■ Assignment ■
Return the entries in their entirety, precisely as given.

━━━━━━━━━━

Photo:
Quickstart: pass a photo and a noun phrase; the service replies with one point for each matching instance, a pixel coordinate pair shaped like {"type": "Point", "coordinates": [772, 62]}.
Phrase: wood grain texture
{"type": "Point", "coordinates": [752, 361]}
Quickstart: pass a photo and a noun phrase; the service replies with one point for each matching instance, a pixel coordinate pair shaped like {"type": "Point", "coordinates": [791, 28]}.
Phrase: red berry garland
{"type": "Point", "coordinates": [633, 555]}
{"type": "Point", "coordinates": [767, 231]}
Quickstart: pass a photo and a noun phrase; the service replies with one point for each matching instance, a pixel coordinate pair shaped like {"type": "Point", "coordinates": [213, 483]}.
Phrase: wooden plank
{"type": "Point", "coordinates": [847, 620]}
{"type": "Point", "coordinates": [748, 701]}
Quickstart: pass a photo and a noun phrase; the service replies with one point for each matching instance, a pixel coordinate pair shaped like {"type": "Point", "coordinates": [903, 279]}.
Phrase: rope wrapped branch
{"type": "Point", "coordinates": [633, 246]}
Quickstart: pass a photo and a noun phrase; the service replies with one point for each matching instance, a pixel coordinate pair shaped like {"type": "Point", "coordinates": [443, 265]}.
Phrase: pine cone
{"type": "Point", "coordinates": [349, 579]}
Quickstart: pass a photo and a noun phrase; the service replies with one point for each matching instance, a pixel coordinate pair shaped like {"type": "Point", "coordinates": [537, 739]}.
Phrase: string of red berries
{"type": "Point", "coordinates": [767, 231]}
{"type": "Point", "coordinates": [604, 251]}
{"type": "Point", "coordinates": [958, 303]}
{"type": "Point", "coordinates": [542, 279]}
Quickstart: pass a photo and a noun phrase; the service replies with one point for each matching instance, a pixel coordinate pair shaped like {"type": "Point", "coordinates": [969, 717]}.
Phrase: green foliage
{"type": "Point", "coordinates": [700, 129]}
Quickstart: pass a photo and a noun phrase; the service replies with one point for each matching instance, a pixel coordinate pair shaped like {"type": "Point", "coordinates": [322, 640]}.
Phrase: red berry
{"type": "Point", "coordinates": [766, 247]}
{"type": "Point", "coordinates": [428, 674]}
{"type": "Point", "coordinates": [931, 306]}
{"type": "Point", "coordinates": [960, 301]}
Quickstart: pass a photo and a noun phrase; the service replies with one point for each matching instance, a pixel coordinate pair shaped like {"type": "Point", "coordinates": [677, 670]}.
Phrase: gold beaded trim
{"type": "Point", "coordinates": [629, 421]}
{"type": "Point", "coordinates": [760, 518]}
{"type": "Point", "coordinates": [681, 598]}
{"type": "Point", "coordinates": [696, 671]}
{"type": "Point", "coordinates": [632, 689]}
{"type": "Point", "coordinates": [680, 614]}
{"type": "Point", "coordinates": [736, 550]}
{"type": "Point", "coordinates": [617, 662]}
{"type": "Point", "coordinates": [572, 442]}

━━━━━━━━━━

■ Exercise response ■
Photo:
Quickstart: pass a photo and a noun phrase; the service replies with one point for each matching instance, a pixel coordinate pair shaped like {"type": "Point", "coordinates": [772, 62]}.
Phrase: wood grain texture
{"type": "Point", "coordinates": [752, 361]}
Quickstart: pass a photo and a noun phrase; the service replies with one point for each matching instance, a pixel coordinate pair shaped like {"type": "Point", "coordinates": [791, 28]}.
Phrase: red berry garland
{"type": "Point", "coordinates": [633, 555]}
{"type": "Point", "coordinates": [767, 231]}
Quickstart: pass a photo and a noun phrase; the service replies with one point for each matching instance, a pixel coordinate pair shaped like {"type": "Point", "coordinates": [213, 483]}.
Phrase: wooden plank
{"type": "Point", "coordinates": [847, 620]}
{"type": "Point", "coordinates": [748, 701]}
Quickstart: pass a photo and a noun phrase; the service replies with one point for each matching instance, a pixel coordinate pair shaped like {"type": "Point", "coordinates": [903, 279]}.
Phrase: rope wrapped branch
{"type": "Point", "coordinates": [633, 246]}
Quickstart: pass a photo and a noun phrase; the service replies with one point for each matching instance, a pixel coordinate pair shaped like {"type": "Point", "coordinates": [443, 265]}.
Phrase: pine cone
{"type": "Point", "coordinates": [349, 579]}
Quickstart: pass a photo and a noun phrase; the service replies with one point for each matching instance, a pixel coordinate pair shaped like {"type": "Point", "coordinates": [537, 739]}.
Phrase: string of red berries
{"type": "Point", "coordinates": [767, 231]}
{"type": "Point", "coordinates": [604, 251]}
{"type": "Point", "coordinates": [958, 303]}
{"type": "Point", "coordinates": [542, 279]}
Quickstart: pass a photo and a noun phrase; the service replies with one point for each matching instance, a pixel coordinate pair shaped like {"type": "Point", "coordinates": [969, 717]}.
Phrase: green foliage
{"type": "Point", "coordinates": [700, 129]}
Quickstart: pass a photo and a noun phrase; the service replies with one point for each matching instance, a pixel coordinate pair shaped like {"type": "Point", "coordinates": [322, 640]}.
Phrase: red berry
{"type": "Point", "coordinates": [766, 247]}
{"type": "Point", "coordinates": [428, 674]}
{"type": "Point", "coordinates": [931, 306]}
{"type": "Point", "coordinates": [960, 301]}
Quickstart: pass a photo and a noun phrase; the service replies with one point for each matching instance, a pixel coordinate pair shaped like {"type": "Point", "coordinates": [677, 670]}.
Phrase: gold beaded trim
{"type": "Point", "coordinates": [629, 421]}
{"type": "Point", "coordinates": [760, 518]}
{"type": "Point", "coordinates": [681, 598]}
{"type": "Point", "coordinates": [696, 671]}
{"type": "Point", "coordinates": [632, 689]}
{"type": "Point", "coordinates": [680, 614]}
{"type": "Point", "coordinates": [736, 550]}
{"type": "Point", "coordinates": [617, 662]}
{"type": "Point", "coordinates": [572, 442]}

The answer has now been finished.